▶ Work to be completed
Reproduce only this part of the listing: the line with "Point out the chair", plus every line after it through the last.

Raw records
____________________

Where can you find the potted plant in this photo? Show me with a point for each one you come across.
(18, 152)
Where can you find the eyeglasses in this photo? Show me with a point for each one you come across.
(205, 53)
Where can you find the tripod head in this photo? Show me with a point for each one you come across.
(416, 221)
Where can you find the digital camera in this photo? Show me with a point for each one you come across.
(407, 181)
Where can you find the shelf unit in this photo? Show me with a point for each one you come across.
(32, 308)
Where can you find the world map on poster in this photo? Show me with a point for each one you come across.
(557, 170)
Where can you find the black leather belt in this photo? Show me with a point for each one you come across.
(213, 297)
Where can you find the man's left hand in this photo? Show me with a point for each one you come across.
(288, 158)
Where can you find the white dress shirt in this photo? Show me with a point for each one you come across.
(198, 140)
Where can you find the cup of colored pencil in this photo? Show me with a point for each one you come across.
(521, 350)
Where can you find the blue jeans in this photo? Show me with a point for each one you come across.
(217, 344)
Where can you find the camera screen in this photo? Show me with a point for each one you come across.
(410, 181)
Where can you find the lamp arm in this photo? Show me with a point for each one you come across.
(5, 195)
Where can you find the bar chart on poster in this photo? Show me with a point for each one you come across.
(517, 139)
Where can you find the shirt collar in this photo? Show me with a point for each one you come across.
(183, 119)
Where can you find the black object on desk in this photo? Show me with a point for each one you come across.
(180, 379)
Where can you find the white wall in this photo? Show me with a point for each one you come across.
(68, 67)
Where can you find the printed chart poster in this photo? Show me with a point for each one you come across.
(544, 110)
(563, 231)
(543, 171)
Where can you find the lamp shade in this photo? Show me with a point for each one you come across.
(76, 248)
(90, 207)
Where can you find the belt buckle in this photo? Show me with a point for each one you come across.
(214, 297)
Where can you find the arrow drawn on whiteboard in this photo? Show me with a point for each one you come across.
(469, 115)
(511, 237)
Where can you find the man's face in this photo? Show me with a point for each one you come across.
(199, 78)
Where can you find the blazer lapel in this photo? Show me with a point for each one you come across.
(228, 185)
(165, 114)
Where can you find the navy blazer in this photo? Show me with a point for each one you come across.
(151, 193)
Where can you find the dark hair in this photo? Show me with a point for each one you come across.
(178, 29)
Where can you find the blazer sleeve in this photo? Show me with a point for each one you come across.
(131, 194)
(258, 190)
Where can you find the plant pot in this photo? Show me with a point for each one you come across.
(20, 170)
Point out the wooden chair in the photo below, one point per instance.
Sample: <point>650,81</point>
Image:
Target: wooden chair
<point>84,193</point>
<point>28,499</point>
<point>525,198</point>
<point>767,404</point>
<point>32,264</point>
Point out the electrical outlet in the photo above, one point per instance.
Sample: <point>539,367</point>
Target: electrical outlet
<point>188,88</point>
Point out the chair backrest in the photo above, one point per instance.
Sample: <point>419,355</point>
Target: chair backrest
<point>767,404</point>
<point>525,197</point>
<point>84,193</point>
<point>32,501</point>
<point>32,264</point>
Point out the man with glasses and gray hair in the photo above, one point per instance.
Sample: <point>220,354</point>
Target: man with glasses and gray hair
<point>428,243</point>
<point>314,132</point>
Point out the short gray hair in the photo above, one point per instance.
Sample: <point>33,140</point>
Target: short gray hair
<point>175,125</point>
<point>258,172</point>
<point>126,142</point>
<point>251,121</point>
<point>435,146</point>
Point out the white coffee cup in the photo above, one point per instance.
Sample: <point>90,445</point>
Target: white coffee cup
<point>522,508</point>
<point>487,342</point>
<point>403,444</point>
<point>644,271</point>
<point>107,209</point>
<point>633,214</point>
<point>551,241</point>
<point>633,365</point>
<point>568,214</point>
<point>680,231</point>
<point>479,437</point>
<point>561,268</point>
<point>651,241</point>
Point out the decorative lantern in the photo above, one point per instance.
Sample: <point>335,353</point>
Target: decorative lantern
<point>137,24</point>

____________________

▶ Expected answer
Point out the chair backrest in the photo above, one point per instance.
Sample: <point>419,355</point>
Target: chair backrest
<point>767,404</point>
<point>525,197</point>
<point>84,193</point>
<point>32,501</point>
<point>32,264</point>
Point out the man with glasses and gray hair in the photo above, one point per instance.
Sample: <point>220,354</point>
Target: man with glasses and gray hair
<point>428,243</point>
<point>314,132</point>
Point out the short gray hair in the photo above, one point per instance.
Sample: <point>33,140</point>
Target: short gray hair
<point>175,125</point>
<point>258,172</point>
<point>126,142</point>
<point>251,121</point>
<point>435,146</point>
Point out the white coffee cup in the photo above, one point per instance.
Sample: <point>90,445</point>
Target: white coffee cup
<point>522,508</point>
<point>487,342</point>
<point>403,444</point>
<point>644,271</point>
<point>107,209</point>
<point>633,214</point>
<point>551,241</point>
<point>633,365</point>
<point>568,214</point>
<point>680,231</point>
<point>479,437</point>
<point>561,268</point>
<point>651,241</point>
Point out the decorative lantern in the photo above, one point per instance.
Sample: <point>335,353</point>
Target: decorative lantern
<point>137,24</point>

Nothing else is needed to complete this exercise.